> EXERCISE INSTRUCTIONS: The required output is the line that contains "the white t-shirt" and every line after it, each written out exactly, up to the end of the entries.

Region pointing data:

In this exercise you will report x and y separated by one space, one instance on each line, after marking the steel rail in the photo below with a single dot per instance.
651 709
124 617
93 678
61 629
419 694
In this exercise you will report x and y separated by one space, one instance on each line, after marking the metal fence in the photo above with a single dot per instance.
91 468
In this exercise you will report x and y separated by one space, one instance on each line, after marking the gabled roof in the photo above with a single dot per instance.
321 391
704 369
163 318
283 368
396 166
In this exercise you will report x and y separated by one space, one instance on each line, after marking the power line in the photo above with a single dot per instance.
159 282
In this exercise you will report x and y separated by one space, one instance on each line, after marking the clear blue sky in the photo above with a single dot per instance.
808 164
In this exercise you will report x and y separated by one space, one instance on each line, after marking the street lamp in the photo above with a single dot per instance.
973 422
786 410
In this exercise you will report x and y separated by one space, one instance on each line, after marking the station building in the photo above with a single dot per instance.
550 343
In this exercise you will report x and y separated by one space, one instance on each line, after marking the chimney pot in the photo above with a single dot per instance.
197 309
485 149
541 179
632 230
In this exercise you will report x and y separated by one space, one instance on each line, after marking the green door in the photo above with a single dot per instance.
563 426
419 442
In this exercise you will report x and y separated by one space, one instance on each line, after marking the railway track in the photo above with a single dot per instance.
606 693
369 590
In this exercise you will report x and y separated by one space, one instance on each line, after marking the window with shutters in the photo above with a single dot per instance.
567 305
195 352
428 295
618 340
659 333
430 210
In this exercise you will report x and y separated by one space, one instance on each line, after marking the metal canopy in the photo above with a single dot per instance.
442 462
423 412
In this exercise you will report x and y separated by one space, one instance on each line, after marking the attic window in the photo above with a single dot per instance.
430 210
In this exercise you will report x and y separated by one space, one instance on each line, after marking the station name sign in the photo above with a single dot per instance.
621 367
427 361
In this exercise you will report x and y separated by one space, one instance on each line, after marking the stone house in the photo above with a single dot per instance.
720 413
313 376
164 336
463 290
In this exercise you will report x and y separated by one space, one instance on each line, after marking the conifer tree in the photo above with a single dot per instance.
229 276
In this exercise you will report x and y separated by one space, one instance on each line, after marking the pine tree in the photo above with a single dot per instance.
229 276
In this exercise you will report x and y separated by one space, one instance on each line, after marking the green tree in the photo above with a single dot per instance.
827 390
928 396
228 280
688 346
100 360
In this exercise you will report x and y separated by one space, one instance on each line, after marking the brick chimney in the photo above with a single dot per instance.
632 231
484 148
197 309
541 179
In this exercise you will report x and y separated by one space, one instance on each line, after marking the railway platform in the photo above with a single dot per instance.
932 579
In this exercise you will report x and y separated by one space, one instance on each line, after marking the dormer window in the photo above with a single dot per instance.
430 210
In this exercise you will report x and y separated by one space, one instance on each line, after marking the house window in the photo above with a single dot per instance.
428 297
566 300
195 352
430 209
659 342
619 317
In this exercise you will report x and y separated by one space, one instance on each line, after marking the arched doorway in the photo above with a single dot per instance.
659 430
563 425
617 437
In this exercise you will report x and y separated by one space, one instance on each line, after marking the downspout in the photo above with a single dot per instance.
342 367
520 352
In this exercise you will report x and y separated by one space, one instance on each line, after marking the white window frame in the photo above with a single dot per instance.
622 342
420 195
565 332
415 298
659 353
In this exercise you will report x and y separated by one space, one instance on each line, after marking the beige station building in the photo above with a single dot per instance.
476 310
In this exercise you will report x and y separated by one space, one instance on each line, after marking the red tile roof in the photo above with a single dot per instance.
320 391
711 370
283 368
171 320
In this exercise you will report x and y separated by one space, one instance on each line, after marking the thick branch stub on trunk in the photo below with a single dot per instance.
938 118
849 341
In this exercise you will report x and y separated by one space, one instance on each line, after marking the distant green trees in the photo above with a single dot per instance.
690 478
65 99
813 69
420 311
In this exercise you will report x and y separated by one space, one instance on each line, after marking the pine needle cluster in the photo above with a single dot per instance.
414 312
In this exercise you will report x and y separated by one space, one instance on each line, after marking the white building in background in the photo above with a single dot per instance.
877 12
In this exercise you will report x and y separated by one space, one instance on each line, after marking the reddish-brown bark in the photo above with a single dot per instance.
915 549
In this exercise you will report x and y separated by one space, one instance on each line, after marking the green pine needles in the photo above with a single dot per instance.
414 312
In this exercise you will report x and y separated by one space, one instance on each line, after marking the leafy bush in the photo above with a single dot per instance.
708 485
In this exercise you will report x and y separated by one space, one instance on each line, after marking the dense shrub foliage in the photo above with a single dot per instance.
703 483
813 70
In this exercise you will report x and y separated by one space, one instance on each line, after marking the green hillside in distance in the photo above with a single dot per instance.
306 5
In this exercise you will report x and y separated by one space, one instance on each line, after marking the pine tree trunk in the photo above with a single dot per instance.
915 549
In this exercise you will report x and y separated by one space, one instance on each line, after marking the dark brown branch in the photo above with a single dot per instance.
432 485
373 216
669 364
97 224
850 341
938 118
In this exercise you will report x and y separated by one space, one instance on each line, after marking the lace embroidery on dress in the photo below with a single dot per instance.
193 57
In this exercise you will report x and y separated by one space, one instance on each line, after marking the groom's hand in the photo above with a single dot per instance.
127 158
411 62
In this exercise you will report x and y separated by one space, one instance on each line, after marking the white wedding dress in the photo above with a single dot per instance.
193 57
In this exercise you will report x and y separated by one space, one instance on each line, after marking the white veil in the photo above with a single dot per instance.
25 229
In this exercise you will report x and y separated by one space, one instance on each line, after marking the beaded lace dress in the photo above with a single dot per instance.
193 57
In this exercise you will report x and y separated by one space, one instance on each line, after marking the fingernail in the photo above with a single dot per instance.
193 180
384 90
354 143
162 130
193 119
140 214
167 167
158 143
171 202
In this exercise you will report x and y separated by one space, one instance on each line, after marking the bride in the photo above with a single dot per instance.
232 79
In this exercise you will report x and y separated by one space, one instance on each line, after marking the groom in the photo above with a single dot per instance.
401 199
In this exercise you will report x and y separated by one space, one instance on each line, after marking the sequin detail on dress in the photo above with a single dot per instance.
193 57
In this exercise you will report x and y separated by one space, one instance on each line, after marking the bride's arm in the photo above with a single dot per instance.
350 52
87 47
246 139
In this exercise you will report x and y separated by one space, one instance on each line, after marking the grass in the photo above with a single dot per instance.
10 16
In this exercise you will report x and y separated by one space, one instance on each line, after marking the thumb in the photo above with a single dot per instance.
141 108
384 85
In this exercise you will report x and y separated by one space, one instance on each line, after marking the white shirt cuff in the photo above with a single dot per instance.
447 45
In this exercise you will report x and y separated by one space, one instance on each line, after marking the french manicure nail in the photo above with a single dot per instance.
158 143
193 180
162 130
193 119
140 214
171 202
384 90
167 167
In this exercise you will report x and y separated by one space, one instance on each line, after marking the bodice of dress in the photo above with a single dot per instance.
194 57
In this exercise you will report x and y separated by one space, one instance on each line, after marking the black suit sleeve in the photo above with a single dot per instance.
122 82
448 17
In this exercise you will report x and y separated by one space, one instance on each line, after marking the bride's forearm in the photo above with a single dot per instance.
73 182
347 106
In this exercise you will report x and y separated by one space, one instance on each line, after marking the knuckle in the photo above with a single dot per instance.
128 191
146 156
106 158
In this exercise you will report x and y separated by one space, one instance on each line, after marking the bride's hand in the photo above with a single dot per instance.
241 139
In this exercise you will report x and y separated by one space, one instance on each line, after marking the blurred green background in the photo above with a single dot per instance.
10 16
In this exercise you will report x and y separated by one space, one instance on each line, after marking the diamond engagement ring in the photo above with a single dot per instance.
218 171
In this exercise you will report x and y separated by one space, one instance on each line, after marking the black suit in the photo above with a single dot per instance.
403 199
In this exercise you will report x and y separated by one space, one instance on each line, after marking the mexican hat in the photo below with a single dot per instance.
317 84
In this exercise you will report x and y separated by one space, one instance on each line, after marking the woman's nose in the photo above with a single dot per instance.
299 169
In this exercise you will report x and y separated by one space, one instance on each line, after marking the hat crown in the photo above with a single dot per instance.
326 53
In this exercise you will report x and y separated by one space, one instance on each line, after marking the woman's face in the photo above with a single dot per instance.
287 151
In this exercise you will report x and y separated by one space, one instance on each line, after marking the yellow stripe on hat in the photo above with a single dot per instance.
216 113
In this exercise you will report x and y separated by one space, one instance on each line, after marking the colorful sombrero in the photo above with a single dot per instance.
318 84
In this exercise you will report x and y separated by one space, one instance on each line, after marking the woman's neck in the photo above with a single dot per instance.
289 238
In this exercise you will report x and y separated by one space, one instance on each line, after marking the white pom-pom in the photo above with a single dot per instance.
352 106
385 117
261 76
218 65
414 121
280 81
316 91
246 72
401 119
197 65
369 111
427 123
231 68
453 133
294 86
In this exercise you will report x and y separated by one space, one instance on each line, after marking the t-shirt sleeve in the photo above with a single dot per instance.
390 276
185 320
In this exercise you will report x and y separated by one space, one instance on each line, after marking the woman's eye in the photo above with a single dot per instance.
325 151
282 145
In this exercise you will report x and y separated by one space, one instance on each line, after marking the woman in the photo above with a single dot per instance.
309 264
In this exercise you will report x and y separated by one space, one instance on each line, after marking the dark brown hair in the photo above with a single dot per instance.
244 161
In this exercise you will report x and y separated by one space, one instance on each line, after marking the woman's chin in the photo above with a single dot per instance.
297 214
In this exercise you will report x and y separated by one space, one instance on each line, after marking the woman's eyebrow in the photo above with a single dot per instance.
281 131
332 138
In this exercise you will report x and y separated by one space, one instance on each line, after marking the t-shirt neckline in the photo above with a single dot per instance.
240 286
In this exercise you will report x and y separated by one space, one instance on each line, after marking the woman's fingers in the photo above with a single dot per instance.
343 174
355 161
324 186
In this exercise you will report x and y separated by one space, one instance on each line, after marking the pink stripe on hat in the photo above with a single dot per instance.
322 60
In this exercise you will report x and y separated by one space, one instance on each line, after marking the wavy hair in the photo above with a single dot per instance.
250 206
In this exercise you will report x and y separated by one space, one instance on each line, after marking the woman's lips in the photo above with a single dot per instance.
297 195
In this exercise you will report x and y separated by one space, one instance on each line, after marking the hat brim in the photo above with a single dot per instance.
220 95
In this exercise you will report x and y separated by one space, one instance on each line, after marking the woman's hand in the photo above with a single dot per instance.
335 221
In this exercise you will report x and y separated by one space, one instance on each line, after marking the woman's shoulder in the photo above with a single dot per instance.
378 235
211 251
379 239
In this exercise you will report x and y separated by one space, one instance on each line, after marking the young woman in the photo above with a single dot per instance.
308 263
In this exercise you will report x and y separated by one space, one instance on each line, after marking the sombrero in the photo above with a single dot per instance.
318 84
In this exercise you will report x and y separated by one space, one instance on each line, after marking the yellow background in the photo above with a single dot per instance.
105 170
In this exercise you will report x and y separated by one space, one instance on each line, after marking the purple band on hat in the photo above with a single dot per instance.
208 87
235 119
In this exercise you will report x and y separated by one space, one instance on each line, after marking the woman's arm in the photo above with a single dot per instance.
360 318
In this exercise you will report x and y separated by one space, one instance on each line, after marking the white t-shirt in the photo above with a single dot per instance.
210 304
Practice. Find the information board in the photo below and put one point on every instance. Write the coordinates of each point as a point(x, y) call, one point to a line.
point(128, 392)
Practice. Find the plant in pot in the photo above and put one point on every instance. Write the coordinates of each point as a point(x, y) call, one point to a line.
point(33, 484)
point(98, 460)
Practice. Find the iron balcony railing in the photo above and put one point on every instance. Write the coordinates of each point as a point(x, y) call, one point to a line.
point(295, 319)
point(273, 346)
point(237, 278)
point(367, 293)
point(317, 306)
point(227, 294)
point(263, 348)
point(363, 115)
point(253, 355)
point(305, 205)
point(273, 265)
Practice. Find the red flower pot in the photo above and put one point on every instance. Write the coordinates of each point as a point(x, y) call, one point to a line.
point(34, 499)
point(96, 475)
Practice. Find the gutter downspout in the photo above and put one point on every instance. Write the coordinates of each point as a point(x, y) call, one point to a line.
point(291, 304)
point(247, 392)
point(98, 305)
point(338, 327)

> RESPONSE:
In this exercise you will report x and y separated by one space, one instance on each line, after marking the white t-shirt in the photo above with a single dot per instance.
210 304
Practice. Find the information board in the photo below and put one point on every instance. Write the coordinates of each point as a point(x, y) call, one point to a line.
point(128, 392)
Practice. Find the plant in pot in the photo above and put one point on every instance. Write the coordinates of each point as a point(x, y) call, one point to a line.
point(33, 484)
point(98, 460)
Practice. Find the iron balcony railing in the photo above and put one point on every instance. Write the coordinates of each point as a point(x, y) call, one point to a line.
point(295, 319)
point(273, 346)
point(237, 278)
point(367, 293)
point(317, 306)
point(227, 294)
point(263, 348)
point(363, 115)
point(253, 355)
point(305, 205)
point(273, 265)
Practice. Find the red flower pot in the photo above and put one point on every instance. Write the coordinates of each point as a point(x, y) call, one point to a line.
point(34, 499)
point(96, 475)
Practice. Find the gutter downspout in the photo above and put one point on every instance. Write the coordinates of each point as a point(x, y) call, one point to a line.
point(291, 304)
point(247, 392)
point(98, 305)
point(338, 327)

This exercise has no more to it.